Your instructions. Write out the lines below as a numbered list, omitting any blank lines. Leave the pictures out of your answer.

::: Input material :::

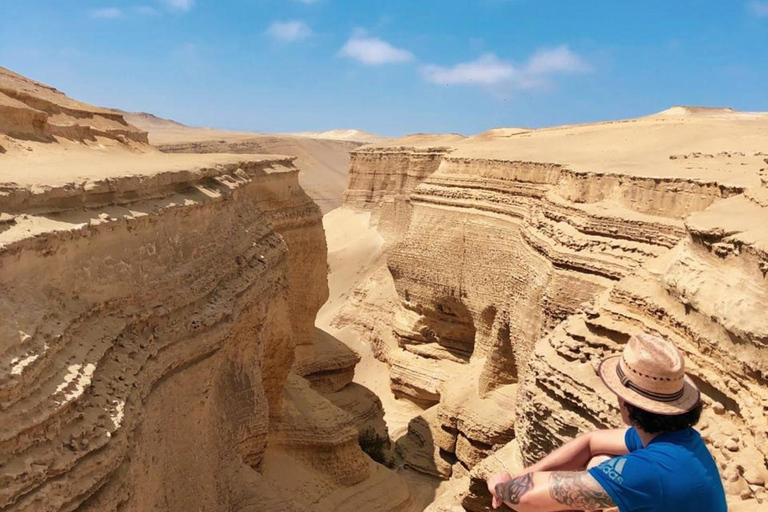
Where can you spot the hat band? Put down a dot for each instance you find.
(658, 397)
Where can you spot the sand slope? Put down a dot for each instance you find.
(323, 158)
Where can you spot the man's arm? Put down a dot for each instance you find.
(575, 454)
(552, 492)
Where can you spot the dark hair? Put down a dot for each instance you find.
(659, 423)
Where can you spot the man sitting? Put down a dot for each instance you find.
(659, 464)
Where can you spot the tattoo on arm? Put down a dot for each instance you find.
(512, 491)
(579, 490)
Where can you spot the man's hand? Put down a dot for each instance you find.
(498, 478)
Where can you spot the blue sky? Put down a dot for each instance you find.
(393, 67)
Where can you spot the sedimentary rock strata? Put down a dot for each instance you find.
(155, 314)
(30, 110)
(520, 261)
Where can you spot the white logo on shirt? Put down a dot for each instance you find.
(613, 468)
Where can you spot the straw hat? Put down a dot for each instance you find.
(650, 374)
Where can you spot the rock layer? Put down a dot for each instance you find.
(498, 253)
(153, 312)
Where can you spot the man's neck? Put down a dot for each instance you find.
(645, 437)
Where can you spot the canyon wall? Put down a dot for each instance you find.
(519, 262)
(157, 339)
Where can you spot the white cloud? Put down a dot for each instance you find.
(489, 70)
(373, 51)
(759, 9)
(145, 10)
(106, 13)
(179, 5)
(289, 31)
(556, 60)
(486, 70)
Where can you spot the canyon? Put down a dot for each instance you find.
(183, 328)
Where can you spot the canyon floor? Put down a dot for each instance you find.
(199, 319)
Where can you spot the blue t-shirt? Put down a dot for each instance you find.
(674, 472)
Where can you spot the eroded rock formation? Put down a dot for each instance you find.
(157, 339)
(520, 260)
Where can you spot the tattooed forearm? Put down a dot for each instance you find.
(578, 490)
(512, 491)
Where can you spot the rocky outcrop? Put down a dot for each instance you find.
(499, 253)
(30, 110)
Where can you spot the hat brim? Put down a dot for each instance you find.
(690, 398)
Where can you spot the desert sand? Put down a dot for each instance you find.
(182, 327)
(322, 157)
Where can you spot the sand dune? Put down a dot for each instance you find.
(323, 158)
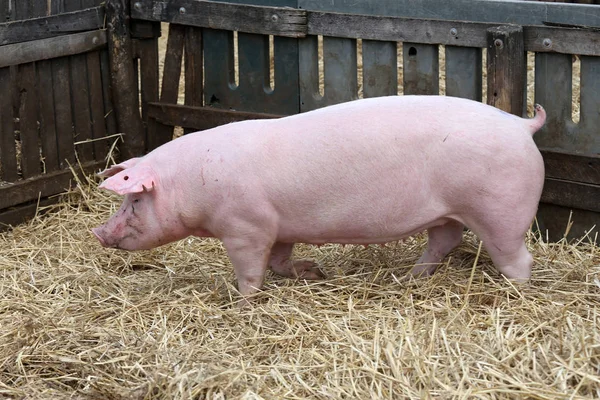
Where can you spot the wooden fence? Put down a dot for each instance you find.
(265, 58)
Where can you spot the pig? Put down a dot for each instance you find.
(368, 171)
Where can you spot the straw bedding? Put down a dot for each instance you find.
(80, 321)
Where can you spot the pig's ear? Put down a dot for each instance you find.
(110, 171)
(132, 180)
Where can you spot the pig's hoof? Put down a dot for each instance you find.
(303, 269)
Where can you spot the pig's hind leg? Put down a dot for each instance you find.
(282, 264)
(442, 239)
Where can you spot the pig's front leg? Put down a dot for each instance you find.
(441, 240)
(282, 264)
(249, 256)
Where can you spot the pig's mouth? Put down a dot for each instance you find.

:::

Exercise result.
1. Where can you spot the hat band? Put down a dot for each instance you find.
2. (658, 397)
3. Where can you spot the sand slope? Put down a dot for each instance you find.
4. (323, 158)
5. Where can you spot the man's arm? Put down a dot for each instance you find.
6. (575, 454)
7. (552, 492)
8. Where can you spot the dark hair? Put down a dot for each instance you find.
9. (659, 423)
10. Where can you spot the man sitting? Put down a dot for each instance you find.
11. (659, 464)
12. Where can you spot the tattoo on arm? Put down a dot for each instance you find.
13. (512, 491)
14. (579, 490)
15. Where can you spot the man's hand? Put down a dot for each instance you find.
16. (498, 478)
17. Where can you spot the blue sky? Put down a dot for each instance you find.
18. (393, 67)
19. Where can you spot the sedimentary rock strata? Put down a dot for each instance you find.
20. (155, 314)
21. (30, 110)
22. (520, 261)
23. Where can you spot the white logo on shirt? Put down a dot for each instance you find.
24. (613, 468)
25. Where can you spot the straw hat? Put down a dot for each instance you find.
26. (650, 374)
27. Where can you spot the rock layer? Put down a dot for each instance you find.
28. (498, 253)
29. (153, 312)
30. Where can you spot the man's neck? Put down a dot for each instance you find.
31. (645, 437)
32. Where can you spot the canyon wall? Put down a dot for each instance you find.
33. (519, 262)
34. (157, 339)
35. Where can you spot the white cloud? Put down a dot for each instance you find.
36. (489, 70)
37. (373, 51)
38. (759, 9)
39. (145, 10)
40. (106, 13)
41. (179, 5)
42. (289, 31)
43. (556, 60)
44. (486, 70)
45. Where can you spot the canyon? Put down a dot for each instance you find.
46. (183, 328)
47. Where can you spot the canyon floor? Put down a dot for each instance you find.
48. (199, 319)
49. Where can you spot the blue t-shirt? Put down a dot for each instance you find.
50. (674, 472)
51. Where can you spot the eroded rock formation? Put down a dot for each instance you find.
52. (157, 339)
53. (520, 260)
54. Where can you spot the tattooed forearm? Put down a dot for each instance you find.
55. (578, 490)
56. (512, 491)
57. Where can you spot the rocky outcrop? Put down a dot for each instance you find.
58. (499, 253)
59. (30, 110)
60. Where can you spot the hat brim? Put down a dot for each instance you find.
61. (690, 398)
62. Where can you spot the desert sand? Put down a dot for each instance you find.
63. (182, 327)
64. (322, 157)
65. Where can you spot the sand dune? Put down a dot for each instance you find.
66. (323, 158)
67. Where can you spot the wooden fence? Put down a dot for each instance you find.
68. (265, 58)
69. Where can you spot the pig? Put down a dot for each instance you find.
70. (368, 171)
71. Where can you spot the straw bedding? Put down a dot for each instance you find.
72. (80, 321)
73. Where can you spot the pig's ear? Put down a dot for each instance you find.
74. (110, 171)
75. (132, 180)
76. Where can you spot the pig's hoof? Put down a dot for each instance you find.
77. (303, 269)
78. Where can you spot the pig's hind leg? Put down a dot for each instance you find.
79. (282, 264)
80. (442, 239)
81. Where can you spot the pig's front leg? Put down a dot for each instance you find.
82. (441, 240)
83. (282, 264)
84. (249, 256)
85. Where can you spot the pig's mouth? Put down a dot for each instance you find.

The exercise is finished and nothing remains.